** START OF Data shown **

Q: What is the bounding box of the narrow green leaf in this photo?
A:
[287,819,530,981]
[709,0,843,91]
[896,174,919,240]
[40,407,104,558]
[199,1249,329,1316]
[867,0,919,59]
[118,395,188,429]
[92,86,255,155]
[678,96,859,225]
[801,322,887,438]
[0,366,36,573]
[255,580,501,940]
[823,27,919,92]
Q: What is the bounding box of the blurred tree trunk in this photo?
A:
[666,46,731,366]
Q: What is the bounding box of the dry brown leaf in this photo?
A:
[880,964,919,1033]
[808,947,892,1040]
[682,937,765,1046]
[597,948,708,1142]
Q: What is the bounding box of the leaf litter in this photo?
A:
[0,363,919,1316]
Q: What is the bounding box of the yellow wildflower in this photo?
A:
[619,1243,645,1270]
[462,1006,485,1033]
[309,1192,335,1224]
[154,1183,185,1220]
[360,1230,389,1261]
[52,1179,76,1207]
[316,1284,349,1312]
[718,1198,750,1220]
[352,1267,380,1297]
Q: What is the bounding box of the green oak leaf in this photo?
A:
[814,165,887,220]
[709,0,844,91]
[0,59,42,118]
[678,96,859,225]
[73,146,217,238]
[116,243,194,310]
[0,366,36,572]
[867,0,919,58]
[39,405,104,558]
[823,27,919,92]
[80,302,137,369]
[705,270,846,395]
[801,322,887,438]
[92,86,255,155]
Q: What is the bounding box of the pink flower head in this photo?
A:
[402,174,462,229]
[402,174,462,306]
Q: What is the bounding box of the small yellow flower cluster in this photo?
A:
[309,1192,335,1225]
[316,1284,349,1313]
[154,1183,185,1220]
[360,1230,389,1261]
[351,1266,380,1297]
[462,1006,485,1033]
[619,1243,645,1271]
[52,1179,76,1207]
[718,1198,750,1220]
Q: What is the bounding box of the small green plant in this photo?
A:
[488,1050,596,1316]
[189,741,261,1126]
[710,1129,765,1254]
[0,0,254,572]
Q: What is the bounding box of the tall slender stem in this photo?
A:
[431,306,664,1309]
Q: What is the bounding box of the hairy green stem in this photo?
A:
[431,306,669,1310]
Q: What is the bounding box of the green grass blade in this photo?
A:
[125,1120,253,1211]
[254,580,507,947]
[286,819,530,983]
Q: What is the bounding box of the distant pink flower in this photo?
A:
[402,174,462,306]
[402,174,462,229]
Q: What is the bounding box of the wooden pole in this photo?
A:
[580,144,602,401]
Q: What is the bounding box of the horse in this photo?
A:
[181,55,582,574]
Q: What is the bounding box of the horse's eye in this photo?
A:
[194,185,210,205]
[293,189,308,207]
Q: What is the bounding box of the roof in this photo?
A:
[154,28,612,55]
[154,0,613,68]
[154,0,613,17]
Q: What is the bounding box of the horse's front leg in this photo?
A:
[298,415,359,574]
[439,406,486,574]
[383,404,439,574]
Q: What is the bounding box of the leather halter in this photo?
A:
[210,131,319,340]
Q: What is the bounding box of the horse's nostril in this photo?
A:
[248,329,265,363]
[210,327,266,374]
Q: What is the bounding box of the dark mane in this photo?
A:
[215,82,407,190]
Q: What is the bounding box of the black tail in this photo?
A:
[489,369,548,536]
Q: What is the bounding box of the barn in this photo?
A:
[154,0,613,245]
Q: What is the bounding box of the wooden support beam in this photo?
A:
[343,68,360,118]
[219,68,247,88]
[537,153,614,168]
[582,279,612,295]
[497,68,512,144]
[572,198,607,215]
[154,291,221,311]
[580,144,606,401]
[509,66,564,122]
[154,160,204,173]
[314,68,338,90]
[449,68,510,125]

** END OF Data shown **

● **Task directions**:
Express every line of the records above as a JSON list of strings, with one string for each line. Leave out any blank lines.

● **Answer for the task**:
[
  "Q: What is the bounding box of the narrow green leaf in this photo?",
  "A:",
  "[287,819,530,981]",
  "[709,0,843,91]",
  "[896,174,919,240]",
  "[40,407,104,558]",
  "[199,1249,329,1316]",
  "[867,0,919,59]",
  "[118,395,188,429]",
  "[92,86,255,155]",
  "[678,96,859,225]",
  "[801,322,887,438]",
  "[0,366,36,573]",
  "[255,580,501,940]",
  "[823,27,919,92]",
  "Q: What is the bounding box of the blurred tree trunk in this photo?",
  "A:",
  "[666,46,731,366]",
  "Q: What is the bounding box of the dry brown leaf in this photo?",
  "A:",
  "[880,964,919,1033]",
  "[808,947,892,1040]",
  "[682,937,765,1046]",
  "[597,948,708,1142]",
  "Q: What is the bounding box of the leaf litter in this photo?",
  "A:",
  "[0,363,919,1316]",
  "Q: What is the bounding box of the yellow wildflower in this photo?",
  "A:",
  "[619,1243,645,1270]",
  "[462,1006,485,1033]",
  "[309,1192,335,1224]",
  "[154,1183,185,1220]",
  "[360,1230,389,1261]",
  "[52,1179,76,1207]",
  "[316,1284,349,1312]",
  "[718,1198,750,1220]",
  "[352,1267,380,1297]",
  "Q: What is the bounding box of the green oak leaf in this photo?",
  "A:",
  "[814,165,887,220]",
  "[709,0,844,91]",
  "[0,59,42,118]",
  "[678,96,859,225]",
  "[73,146,217,238]",
  "[116,243,194,310]",
  "[0,366,36,572]",
  "[867,0,919,58]",
  "[39,405,104,558]",
  "[823,27,919,92]",
  "[80,302,137,369]",
  "[705,270,846,395]",
  "[801,322,887,438]",
  "[92,86,255,155]",
  "Q: What is the bounding box of the pink flower head in this photo?",
  "A:",
  "[402,174,462,229]",
  "[402,174,462,306]",
  "Q: What is the bounding box of the small yellow flower cluster in this photo?",
  "A:",
  "[309,1192,335,1225]",
  "[316,1284,349,1313]",
  "[154,1183,185,1220]",
  "[360,1230,389,1261]",
  "[351,1266,380,1297]",
  "[462,1006,485,1033]",
  "[619,1243,645,1271]",
  "[52,1179,76,1207]",
  "[718,1198,750,1220]",
  "Q: What is the bounding box of the small green plant in this photo?",
  "A:",
  "[488,1050,596,1316]",
  "[189,741,261,1126]",
  "[710,1129,765,1254]",
  "[0,0,254,572]",
  "Q: What is the bounding box of the tall slender stem in this photo?",
  "A:",
  "[431,306,664,1309]",
  "Q: What is the bounding box of the hairy green stem in this photo?",
  "A:",
  "[431,306,669,1310]",
  "Q: What is the bounding box of the green grass blade in this photo?",
  "A:",
  "[125,1120,253,1211]",
  "[254,580,507,947]",
  "[286,819,530,983]",
  "Q: What is the bounding box of the distant pink flower in this photo?",
  "A:",
  "[402,174,462,306]",
  "[402,174,462,229]",
  "Q: What is the bounding box of the wooden pole in this photo?",
  "A:",
  "[580,144,602,401]",
  "Q: What is the bounding box of the horse in this photo?",
  "A:",
  "[181,55,582,574]",
  "Q: What is the bounding box of the horse's eye in this photo?",
  "A:",
  "[194,185,210,205]",
  "[293,189,308,207]",
  "Q: What is the bounding box of the roof in this photo?",
  "A:",
  "[154,28,612,55]",
  "[154,0,613,68]",
  "[154,0,613,17]",
  "Q: What is the bounding box of the horse's front leg in this photo?",
  "A:",
  "[298,415,359,574]",
  "[439,406,486,574]",
  "[383,404,439,574]",
  "Q: What is the bounding box of the leather halter in this photo?",
  "A:",
  "[210,131,319,340]",
  "Q: What is the bounding box of the horse's nostril in this photo?",
  "A:",
  "[248,329,265,363]",
  "[210,327,266,374]",
  "Q: What is the bounding box of the dark mane in this photo?",
  "A:",
  "[215,82,407,190]",
  "Q: What is the bounding box of the black tail in this photo?",
  "A:",
  "[489,369,548,536]",
  "Q: What is the bounding box of the barn in this photo?",
  "A:",
  "[154,0,613,245]",
  "Q: What is the bounding box of the wooden support beam in this photo?",
  "A:",
  "[343,68,360,118]",
  "[219,68,247,88]",
  "[537,153,614,168]",
  "[582,279,612,295]",
  "[497,68,512,144]",
  "[572,198,607,215]",
  "[154,291,221,311]",
  "[580,144,606,401]",
  "[509,66,564,122]",
  "[154,160,204,173]",
  "[314,68,338,90]",
  "[449,68,510,125]"
]